◆ WRITTEN EXERCISE: How many lines in the records below contain the string "field"? Case counts. Reply with the number alone.

◆ RAW RECORDS:
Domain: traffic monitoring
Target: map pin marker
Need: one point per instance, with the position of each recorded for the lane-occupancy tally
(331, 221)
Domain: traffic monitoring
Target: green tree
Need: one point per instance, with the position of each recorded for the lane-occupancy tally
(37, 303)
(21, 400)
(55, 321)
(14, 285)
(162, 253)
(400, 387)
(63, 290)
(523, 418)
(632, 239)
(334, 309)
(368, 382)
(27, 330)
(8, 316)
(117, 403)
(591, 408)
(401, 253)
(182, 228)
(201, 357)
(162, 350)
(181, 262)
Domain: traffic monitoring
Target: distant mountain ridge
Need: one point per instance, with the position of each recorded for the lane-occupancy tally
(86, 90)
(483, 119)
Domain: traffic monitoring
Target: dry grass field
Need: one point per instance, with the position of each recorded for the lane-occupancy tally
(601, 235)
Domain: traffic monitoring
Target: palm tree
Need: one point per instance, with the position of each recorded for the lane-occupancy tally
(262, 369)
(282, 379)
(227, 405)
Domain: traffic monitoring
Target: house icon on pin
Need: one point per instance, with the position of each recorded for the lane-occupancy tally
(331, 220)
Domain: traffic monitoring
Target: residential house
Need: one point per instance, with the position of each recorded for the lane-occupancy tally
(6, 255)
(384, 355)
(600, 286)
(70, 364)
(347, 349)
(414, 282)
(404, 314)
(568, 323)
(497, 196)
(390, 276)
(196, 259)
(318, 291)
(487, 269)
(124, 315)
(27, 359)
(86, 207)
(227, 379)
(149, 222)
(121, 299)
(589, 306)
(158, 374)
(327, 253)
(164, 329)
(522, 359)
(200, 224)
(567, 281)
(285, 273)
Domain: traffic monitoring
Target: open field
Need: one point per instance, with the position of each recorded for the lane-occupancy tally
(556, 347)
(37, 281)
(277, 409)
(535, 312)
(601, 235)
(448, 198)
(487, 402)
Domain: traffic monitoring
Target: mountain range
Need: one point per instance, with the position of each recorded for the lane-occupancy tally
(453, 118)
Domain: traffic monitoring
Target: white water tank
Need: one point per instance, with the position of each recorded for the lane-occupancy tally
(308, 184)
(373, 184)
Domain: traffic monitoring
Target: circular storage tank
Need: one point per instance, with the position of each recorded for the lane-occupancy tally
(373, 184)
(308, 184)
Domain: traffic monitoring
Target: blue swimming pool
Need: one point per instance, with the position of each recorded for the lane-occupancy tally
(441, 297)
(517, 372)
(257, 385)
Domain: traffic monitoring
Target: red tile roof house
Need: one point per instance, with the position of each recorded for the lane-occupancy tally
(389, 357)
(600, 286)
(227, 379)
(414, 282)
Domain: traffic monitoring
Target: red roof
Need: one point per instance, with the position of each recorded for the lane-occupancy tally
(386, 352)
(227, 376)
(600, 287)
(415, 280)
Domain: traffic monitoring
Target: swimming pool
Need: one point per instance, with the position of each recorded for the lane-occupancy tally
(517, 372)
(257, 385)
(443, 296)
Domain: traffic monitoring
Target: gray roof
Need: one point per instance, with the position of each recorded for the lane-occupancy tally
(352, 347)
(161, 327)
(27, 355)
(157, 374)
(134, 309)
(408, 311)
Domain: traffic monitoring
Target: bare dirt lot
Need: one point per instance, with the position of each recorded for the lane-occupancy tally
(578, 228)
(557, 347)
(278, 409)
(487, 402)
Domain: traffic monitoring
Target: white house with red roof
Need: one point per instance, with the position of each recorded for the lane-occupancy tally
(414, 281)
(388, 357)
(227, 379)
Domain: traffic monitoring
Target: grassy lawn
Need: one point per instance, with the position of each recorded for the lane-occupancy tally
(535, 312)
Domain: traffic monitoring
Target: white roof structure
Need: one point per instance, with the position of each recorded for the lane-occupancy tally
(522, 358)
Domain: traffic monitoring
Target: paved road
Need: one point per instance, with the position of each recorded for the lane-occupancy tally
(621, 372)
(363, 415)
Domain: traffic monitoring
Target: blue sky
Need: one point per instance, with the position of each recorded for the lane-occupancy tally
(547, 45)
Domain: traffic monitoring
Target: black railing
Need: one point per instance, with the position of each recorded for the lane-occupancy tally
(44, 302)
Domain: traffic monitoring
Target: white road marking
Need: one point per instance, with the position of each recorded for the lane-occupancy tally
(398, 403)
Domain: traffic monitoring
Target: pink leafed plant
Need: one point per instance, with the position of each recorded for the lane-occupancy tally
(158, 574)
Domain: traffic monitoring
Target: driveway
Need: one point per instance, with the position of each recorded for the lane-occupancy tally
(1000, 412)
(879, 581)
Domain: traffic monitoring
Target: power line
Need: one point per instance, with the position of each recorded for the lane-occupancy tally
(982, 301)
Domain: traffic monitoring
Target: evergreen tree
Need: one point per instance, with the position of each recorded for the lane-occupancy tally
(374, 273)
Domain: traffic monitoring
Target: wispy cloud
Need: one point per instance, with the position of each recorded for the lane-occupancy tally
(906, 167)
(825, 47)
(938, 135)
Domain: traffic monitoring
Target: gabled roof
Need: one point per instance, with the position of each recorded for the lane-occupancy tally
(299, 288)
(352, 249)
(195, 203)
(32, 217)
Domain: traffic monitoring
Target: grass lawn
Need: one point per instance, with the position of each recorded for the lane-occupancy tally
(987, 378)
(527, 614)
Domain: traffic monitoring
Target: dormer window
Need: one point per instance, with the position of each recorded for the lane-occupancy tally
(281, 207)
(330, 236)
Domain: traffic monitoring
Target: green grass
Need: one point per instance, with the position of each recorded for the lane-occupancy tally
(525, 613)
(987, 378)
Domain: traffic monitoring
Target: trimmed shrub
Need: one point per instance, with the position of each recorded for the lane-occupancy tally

◆ CORRECT RESPONSE: 2